━━━━━ Given entries ━━━━━
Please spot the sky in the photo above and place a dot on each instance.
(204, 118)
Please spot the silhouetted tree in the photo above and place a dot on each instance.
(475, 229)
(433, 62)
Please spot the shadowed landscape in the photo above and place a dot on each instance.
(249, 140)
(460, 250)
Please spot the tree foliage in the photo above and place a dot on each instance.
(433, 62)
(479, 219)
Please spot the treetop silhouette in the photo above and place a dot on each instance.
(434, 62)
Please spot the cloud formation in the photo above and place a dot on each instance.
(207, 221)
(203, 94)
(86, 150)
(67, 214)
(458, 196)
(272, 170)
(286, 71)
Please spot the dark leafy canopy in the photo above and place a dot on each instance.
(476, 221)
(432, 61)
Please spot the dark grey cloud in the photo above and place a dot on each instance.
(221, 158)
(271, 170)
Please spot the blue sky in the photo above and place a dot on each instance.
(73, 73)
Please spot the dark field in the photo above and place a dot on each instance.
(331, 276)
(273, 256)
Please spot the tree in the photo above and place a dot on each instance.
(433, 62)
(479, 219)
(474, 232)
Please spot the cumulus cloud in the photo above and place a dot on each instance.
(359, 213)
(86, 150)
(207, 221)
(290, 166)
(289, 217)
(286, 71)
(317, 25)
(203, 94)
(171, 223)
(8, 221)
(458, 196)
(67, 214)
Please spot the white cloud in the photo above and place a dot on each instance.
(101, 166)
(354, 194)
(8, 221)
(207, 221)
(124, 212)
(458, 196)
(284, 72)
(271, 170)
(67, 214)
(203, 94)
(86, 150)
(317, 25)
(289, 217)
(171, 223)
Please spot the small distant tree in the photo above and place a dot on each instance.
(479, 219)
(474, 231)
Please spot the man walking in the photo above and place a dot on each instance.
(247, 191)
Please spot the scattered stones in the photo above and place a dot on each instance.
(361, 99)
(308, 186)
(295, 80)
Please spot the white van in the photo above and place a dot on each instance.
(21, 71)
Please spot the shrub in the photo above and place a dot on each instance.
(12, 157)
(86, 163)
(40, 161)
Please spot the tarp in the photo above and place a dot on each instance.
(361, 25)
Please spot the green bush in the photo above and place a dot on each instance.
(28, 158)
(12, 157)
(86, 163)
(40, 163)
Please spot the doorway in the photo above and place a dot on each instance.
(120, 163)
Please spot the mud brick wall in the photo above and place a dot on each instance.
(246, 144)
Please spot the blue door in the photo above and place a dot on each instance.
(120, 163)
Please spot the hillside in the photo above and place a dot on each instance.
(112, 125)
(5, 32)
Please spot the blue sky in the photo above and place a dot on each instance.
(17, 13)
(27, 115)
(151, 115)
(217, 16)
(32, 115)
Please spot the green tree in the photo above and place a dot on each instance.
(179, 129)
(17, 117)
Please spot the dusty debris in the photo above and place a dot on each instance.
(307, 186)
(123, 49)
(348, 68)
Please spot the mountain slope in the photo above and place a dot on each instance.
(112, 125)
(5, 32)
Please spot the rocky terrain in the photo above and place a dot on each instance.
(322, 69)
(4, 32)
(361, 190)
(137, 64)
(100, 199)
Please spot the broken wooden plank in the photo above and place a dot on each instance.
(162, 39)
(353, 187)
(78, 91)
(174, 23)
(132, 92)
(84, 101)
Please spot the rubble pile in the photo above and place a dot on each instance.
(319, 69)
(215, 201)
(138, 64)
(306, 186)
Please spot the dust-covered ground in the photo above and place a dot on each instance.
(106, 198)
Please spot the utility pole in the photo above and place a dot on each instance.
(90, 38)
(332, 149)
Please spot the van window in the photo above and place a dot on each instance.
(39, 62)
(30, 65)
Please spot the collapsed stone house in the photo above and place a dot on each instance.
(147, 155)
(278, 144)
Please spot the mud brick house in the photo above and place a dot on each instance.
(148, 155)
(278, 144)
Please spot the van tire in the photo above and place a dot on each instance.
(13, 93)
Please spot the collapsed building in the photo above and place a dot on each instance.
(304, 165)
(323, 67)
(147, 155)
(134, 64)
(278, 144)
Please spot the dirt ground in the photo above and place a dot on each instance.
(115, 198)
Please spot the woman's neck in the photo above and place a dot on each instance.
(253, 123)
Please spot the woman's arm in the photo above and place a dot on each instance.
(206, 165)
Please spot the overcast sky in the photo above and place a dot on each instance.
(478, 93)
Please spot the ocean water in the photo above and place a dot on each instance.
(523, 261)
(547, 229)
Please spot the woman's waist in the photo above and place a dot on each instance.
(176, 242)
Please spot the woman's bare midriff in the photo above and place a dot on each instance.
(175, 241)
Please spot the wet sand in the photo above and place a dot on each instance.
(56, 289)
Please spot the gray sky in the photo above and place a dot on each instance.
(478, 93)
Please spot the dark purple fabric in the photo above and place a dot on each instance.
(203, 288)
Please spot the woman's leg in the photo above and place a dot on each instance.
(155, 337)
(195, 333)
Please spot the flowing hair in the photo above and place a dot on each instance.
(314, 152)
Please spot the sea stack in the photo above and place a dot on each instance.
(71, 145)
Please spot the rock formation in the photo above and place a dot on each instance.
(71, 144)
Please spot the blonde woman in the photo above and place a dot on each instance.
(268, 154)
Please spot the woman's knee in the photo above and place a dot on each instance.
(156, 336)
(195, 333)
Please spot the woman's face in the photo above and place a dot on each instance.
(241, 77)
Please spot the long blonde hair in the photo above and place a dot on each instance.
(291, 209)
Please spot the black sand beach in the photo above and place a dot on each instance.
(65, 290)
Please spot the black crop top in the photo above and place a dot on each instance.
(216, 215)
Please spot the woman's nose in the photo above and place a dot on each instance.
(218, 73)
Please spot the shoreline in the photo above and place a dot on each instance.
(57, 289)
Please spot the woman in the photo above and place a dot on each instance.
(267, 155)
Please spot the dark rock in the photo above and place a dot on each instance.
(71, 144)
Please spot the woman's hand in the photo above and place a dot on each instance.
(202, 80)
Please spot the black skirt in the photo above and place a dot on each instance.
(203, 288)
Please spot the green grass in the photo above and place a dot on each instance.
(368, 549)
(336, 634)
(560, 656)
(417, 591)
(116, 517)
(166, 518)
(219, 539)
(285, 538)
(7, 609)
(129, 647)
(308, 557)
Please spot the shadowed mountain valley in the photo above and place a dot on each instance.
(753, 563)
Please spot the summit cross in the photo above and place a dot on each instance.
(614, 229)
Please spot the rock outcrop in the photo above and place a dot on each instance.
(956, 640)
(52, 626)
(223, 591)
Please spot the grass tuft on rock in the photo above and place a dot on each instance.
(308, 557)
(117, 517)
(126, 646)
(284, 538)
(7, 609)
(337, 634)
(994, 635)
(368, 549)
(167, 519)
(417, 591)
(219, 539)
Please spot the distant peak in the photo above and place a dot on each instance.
━━━━━
Copy out every entry again, exactly as it was given.

## Result of this task
Please spot the sky in the photo above and place a dot on each instance.
(204, 118)
Please spot the silhouetted tree in the photo above and place a dot on each instance.
(475, 229)
(433, 62)
Please spot the shadowed landscape in the photo above and place a dot on each instance.
(249, 140)
(460, 250)
Please spot the tree foliage in the photo above and place a dot on each instance.
(433, 62)
(479, 219)
Please spot the treetop silhouette in the photo above and place a dot on each instance.
(434, 62)
Please spot the cloud formation in the photo above and place a dot on each instance.
(207, 221)
(203, 94)
(86, 150)
(67, 214)
(458, 196)
(272, 170)
(286, 71)
Please spot the dark leafy canopy in the photo above and place a dot on each instance.
(476, 221)
(432, 61)
Please spot the dark grey cloud in the photo above and place a dot on each instance.
(221, 158)
(271, 170)
Please spot the blue sky in the photo above and place a dot on each instance.
(73, 73)
Please spot the dark field in the photo above and place a dot on each instance.
(331, 276)
(273, 256)
Please spot the tree in the photo above and place a dot on each instance.
(433, 62)
(479, 219)
(474, 232)
Please spot the cumulus cloud in the photo above and place a dot on each instance.
(359, 213)
(86, 150)
(207, 221)
(290, 166)
(289, 217)
(286, 71)
(317, 25)
(203, 94)
(171, 223)
(8, 221)
(458, 196)
(67, 214)
Please spot the white cloud in the photo above and place a dot on each instance.
(101, 166)
(354, 194)
(8, 221)
(207, 221)
(124, 212)
(458, 196)
(284, 72)
(271, 170)
(67, 214)
(203, 94)
(86, 150)
(317, 25)
(289, 217)
(171, 223)
Please spot the small distant tree in the photo above and place a dot on each instance.
(479, 219)
(474, 231)
Please spot the man walking in the photo above and place a dot on each instance.
(247, 191)
Please spot the scattered stones in the photo above and place a dot on each instance.
(361, 99)
(308, 186)
(295, 80)
Please spot the white van in the photo above and place a dot on each instance.
(21, 71)
Please spot the shrub in the photo above and place a dot on each instance.
(12, 157)
(86, 163)
(40, 161)
Please spot the tarp in the photo above and place a dot on each instance.
(361, 25)
Please spot the green bush in the photo above and place a dot on each instance.
(28, 158)
(12, 157)
(86, 163)
(40, 163)
Please spot the doorway in the photo above and place a dot on each instance.
(120, 163)
Please spot the mud brick wall in the photo above and place a dot on each instance.
(246, 144)
Please spot the blue door in the photo above and place a dot on each instance.
(120, 163)
Please spot the hillside in the photo above and place a dot on each instance.
(112, 125)
(5, 32)
Please spot the blue sky in the photo above and place a dot on each instance.
(17, 13)
(27, 115)
(151, 115)
(217, 16)
(32, 115)
Please spot the green tree in the photo above and place a dot on each instance.
(179, 129)
(17, 117)
Please spot the dusty debris in the photo above and place a dot on each instance.
(307, 186)
(123, 49)
(348, 68)
Please spot the mountain slope in the photo above and place a dot on each instance.
(112, 125)
(5, 32)
Please spot the rocky terrain in the photo above and place a dot on each instance.
(322, 69)
(4, 32)
(361, 190)
(137, 64)
(100, 199)
Please spot the broken wooden plank in the photo above and place a dot on each instance.
(162, 39)
(353, 187)
(78, 91)
(174, 23)
(132, 92)
(84, 101)
Please spot the rubble pile in the photo above and place a dot on each instance.
(319, 69)
(215, 201)
(138, 64)
(306, 186)
Please spot the dust-covered ground in the photo above and place a dot on each instance.
(106, 198)
Please spot the utility pole in the photo above and place a dot on each instance.
(90, 38)
(332, 149)
Please spot the van window in the photo above and place a dot on each instance.
(39, 62)
(30, 65)
Please spot the collapsed stone house in the photo above and place a dot on each instance.
(147, 155)
(278, 144)
Please spot the mud brick house in the photo above and place a dot on each instance.
(148, 155)
(278, 144)
Please spot the van tire in the photo above and place a dot on each instance.
(13, 93)
Please spot the collapsed building in the photo above and place a dot on each instance.
(304, 165)
(323, 67)
(147, 155)
(134, 64)
(278, 144)
Please spot the dirt ground in the photo above and place a dot on each instance.
(115, 198)
Please spot the woman's neck in the photo above and place a dot on each instance.
(253, 123)
Please spot the woman's arm in the photo above and place a dot on each instance.
(206, 165)
Please spot the overcast sky in the photo above and place a dot on each instance.
(478, 93)
Please spot the ocean water in the photo above and place a dot on each instance.
(523, 261)
(547, 229)
Please spot the woman's waist in the photo above and place a dot on each instance.
(176, 242)
Please spot the woman's bare midriff in the photo above and place a dot on each instance.
(175, 241)
Please spot the wet sand in the photo above and place a dot on each instance.
(56, 289)
Please spot the gray sky in the photo above and place a dot on each instance.
(478, 93)
Please spot the dark purple fabric in the photo above and place a dot on each instance.
(203, 288)
Please spot the woman's leg in the photo above and place a dot on each instance.
(155, 337)
(195, 333)
Please spot the flowing hair in the photo above and place a dot on each instance.
(314, 152)
Please spot the sea stack in the photo above and place a dot on each instance.
(71, 145)
Please spot the rock formation in the photo above and place a dot on each instance.
(71, 144)
Please spot the blonde woman in the photo above and place a dot on each instance.
(268, 154)
Please spot the woman's knee in the photo above and place a dot on each instance.
(156, 336)
(195, 333)
Please spot the woman's face in the photo above and place a dot on each instance.
(241, 77)
Please spot the long blonde hair in the photo above and place a dot on each instance.
(291, 209)
Please spot the black sand beach in the photo above and place a dot on each instance.
(65, 290)
Please spot the black crop top in the photo above and place a dot on each instance.
(216, 215)
Please spot the woman's nose in the photo above and place a dot on each instance.
(218, 73)
Please spot the shoreline in the photo above and place a dot on each instance.
(57, 289)
Please spot the woman in the photo above and place a dot on each instance.
(267, 155)
Please spot the dark rock in the photo above and place a dot on each instance.
(71, 144)
Please spot the woman's hand in the photo above and place a dot on each instance.
(202, 80)
Please spot the black skirt in the photo above and place a dot on each instance.
(203, 288)
Please spot the green grass in the photo above and place a dot on each instance.
(368, 549)
(336, 634)
(560, 656)
(417, 591)
(116, 517)
(166, 518)
(219, 539)
(285, 538)
(7, 609)
(129, 647)
(308, 557)
Please spot the shadowed mountain valley in the photo above and place a dot on each instance.
(753, 563)
Please spot the summit cross in the photo above and place a dot on each instance.
(614, 229)
Please spot the rock outcrop in the photo above and place a dot on each instance.
(956, 640)
(52, 626)
(223, 591)
Please spot the grass tuft on rock in the photo above and place a dot on each instance.
(308, 557)
(117, 517)
(126, 646)
(284, 538)
(7, 609)
(337, 634)
(994, 635)
(368, 549)
(167, 519)
(417, 591)
(219, 539)
Please spot the distant peak in the photo above and place a dot on each instance.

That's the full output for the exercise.